(Excerpts from point annotation data)
== == ==

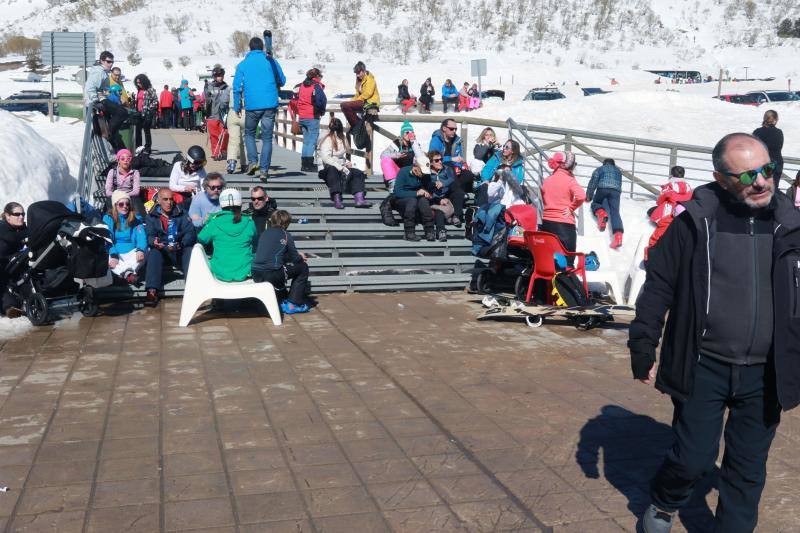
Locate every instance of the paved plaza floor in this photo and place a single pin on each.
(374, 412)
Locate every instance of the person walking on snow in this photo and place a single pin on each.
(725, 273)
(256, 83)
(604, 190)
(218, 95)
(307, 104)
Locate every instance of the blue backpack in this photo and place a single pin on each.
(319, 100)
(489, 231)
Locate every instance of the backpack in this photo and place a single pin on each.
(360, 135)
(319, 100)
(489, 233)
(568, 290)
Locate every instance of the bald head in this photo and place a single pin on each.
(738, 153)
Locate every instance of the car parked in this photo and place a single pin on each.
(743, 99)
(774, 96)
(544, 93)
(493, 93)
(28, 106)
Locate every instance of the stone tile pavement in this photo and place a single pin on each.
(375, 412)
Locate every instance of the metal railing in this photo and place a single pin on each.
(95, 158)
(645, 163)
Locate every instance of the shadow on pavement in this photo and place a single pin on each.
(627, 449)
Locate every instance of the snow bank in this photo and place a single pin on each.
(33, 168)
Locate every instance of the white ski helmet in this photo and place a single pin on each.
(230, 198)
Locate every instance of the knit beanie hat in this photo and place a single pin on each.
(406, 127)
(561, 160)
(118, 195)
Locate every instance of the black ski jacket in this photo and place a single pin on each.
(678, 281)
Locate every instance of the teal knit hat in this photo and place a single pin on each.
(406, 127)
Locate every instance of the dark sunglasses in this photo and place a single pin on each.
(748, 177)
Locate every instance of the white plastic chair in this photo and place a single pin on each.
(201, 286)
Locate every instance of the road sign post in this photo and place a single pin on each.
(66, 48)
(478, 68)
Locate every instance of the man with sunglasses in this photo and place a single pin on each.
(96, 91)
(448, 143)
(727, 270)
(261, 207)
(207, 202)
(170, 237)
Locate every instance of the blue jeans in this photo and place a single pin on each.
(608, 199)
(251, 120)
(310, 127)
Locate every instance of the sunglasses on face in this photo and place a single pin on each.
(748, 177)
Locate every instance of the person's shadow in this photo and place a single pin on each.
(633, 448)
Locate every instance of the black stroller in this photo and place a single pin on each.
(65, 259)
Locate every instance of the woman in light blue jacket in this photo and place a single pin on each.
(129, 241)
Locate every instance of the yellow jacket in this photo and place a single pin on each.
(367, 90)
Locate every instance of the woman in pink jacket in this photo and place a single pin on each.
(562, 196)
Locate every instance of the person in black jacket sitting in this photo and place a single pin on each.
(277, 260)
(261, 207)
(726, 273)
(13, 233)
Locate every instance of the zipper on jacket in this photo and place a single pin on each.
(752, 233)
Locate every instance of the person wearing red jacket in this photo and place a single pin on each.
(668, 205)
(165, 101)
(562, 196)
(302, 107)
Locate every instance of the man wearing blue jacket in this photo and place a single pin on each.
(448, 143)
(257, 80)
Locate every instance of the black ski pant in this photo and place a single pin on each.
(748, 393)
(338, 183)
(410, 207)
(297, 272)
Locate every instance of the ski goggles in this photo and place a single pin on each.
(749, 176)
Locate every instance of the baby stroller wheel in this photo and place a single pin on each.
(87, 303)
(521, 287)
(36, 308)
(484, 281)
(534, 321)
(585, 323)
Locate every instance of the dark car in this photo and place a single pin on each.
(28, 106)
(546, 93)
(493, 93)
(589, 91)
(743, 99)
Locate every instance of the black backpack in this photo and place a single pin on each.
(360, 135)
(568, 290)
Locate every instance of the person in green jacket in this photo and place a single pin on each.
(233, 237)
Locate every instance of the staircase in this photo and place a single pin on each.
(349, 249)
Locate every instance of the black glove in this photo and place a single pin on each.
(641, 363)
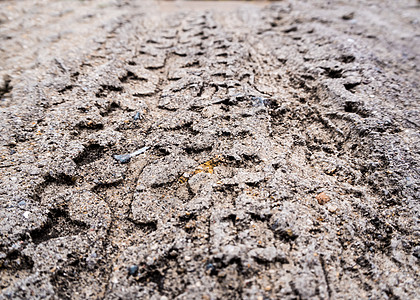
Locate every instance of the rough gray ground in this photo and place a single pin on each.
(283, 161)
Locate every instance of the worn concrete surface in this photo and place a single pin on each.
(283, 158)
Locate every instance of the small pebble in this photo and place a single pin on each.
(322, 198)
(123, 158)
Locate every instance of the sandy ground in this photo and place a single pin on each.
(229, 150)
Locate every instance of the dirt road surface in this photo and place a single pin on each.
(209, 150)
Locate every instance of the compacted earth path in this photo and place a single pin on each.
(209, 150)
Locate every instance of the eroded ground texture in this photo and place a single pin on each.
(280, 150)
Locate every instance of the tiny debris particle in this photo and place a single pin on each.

== == ==

Leave out every picture and copy the rest of the records exactly.

Locate every instance of the paved plaza floor in this photo and place a single pin on each.
(374, 412)
Locate every instance of the person walking on snow in this photo and place a single pin on each.
(725, 273)
(256, 83)
(604, 190)
(218, 95)
(307, 104)
Locate every instance of the blue backpack in this photo and place a single pin on each.
(319, 100)
(489, 231)
Locate every instance of the backpack in this photo and place a single pin on each.
(360, 135)
(319, 100)
(489, 233)
(568, 290)
Locate every instance of the bald head in this photo and place a single pin on each.
(738, 153)
Locate every instance of the car parked in this photo and place a single pin on each.
(743, 99)
(774, 96)
(544, 93)
(493, 93)
(28, 106)
Locate every instance of the stone tile pavement in this photo and place a single pin on each.
(375, 412)
Locate every instance of the metal railing in this photo and place a single pin on each.
(95, 158)
(645, 163)
Locate every instance of the shadow on pavement in this photo and place a single pin on each.
(627, 449)
Locate every instance of the snow bank in this photo and place a single pin on each.
(33, 168)
Locate every instance of the white ski helmet in this photo and place a single pin on each.
(230, 198)
Locate every instance of the knit beanie hat in this photo and place a single pin on each.
(406, 127)
(561, 160)
(118, 195)
Locate every instance of the black ski jacket in this photo and place a single pin on each.
(678, 281)
Locate every instance of the teal knit hat in this photo and place a single pin on each.
(406, 127)
Locate every instance of the dark sunglasses in this photo and place a single pin on each.
(748, 177)
Locate every instance of the white plastic chair in this photo and place a single pin on each.
(201, 286)
Locate every instance of the road sign post in this photo and place a single pin on each.
(66, 48)
(478, 68)
Locate every instance of the man with sunglasses in this photo and place a single pin on each.
(96, 91)
(448, 143)
(727, 270)
(261, 207)
(207, 202)
(170, 237)
Locate every instance of the blue jeans in this photo and place a single pin on each.
(608, 199)
(251, 120)
(310, 127)
Locate every instance of the sunglasses on face in this photo and place a single pin on each.
(748, 177)
Locate every instance of the person's shadow in this photo and place a single pin on each.
(633, 448)
Locate every instance of the black stroller in this photo and place a single pin on each.
(65, 259)
Locate every instance of the woman in light blue jacket in this photo and place a single pin on each.
(129, 241)
Locate every instance of the yellow jacket in this photo and place a single pin on each.
(367, 90)
Locate every instance of the woman in pink jacket in this photo and place a single pin on each.
(562, 196)
Locate every instance of the person in black jacket sitting in this photo and place a single pin on each.
(277, 260)
(261, 207)
(726, 273)
(13, 233)
Locate every instance of the zipper on jacket in this photo and place a single pin on each.
(752, 233)
Locate every instance of the person wearing red jacket in this photo and place a single pin on each.
(668, 205)
(165, 101)
(562, 196)
(302, 107)
Locate every instance of the man wearing blue jacket in this photo and place a single pin on each.
(448, 143)
(257, 80)
Locate every instance of the black ski pant in this photo and place a single pin on each.
(748, 393)
(338, 183)
(410, 207)
(297, 272)
Locate every instance of the ski goggles in this photo and place a single pin on each.
(749, 176)
Locate every instance of the baby stroller wheel in this photo and place a single pin on each.
(87, 303)
(521, 287)
(36, 308)
(484, 281)
(534, 321)
(585, 323)
Locate every instance of the dark car in this photo and place a single pin on each.
(28, 106)
(546, 93)
(493, 93)
(589, 91)
(743, 99)
Locate every instance of the black backpack in this photo and place a single pin on each.
(360, 135)
(568, 290)
Locate every instance of the person in green jacket in this photo and place a single pin on each.
(233, 237)
Locate every instance of the staircase in this photo and place a single pin on each.
(349, 249)
Locate every instance of the black glove in this photo and place a single pin on each.
(641, 363)
Locate every instance of the rough gray ground in this photo and place a single pin on each.
(283, 161)
Locate every instance of the worn concrete surface in this photo and place a single pin on each.
(283, 158)
Locate every instance of the small pebble in this photo and place a single pin on each.
(322, 198)
(123, 158)
Locate every instance of the sandy ground in this photo and place a single pin on each.
(229, 150)
Locate every instance of the dirt road surface in this photo and place a single pin on each.
(209, 150)
Locate every instance of the compacted earth path in this photo and place a single pin on each.
(209, 150)
Locate every instance of the eroded ground texture in this photo and place a single pin on each.
(280, 150)
Locate every instance of the tiny debris particle in this photo and place a single pin on each.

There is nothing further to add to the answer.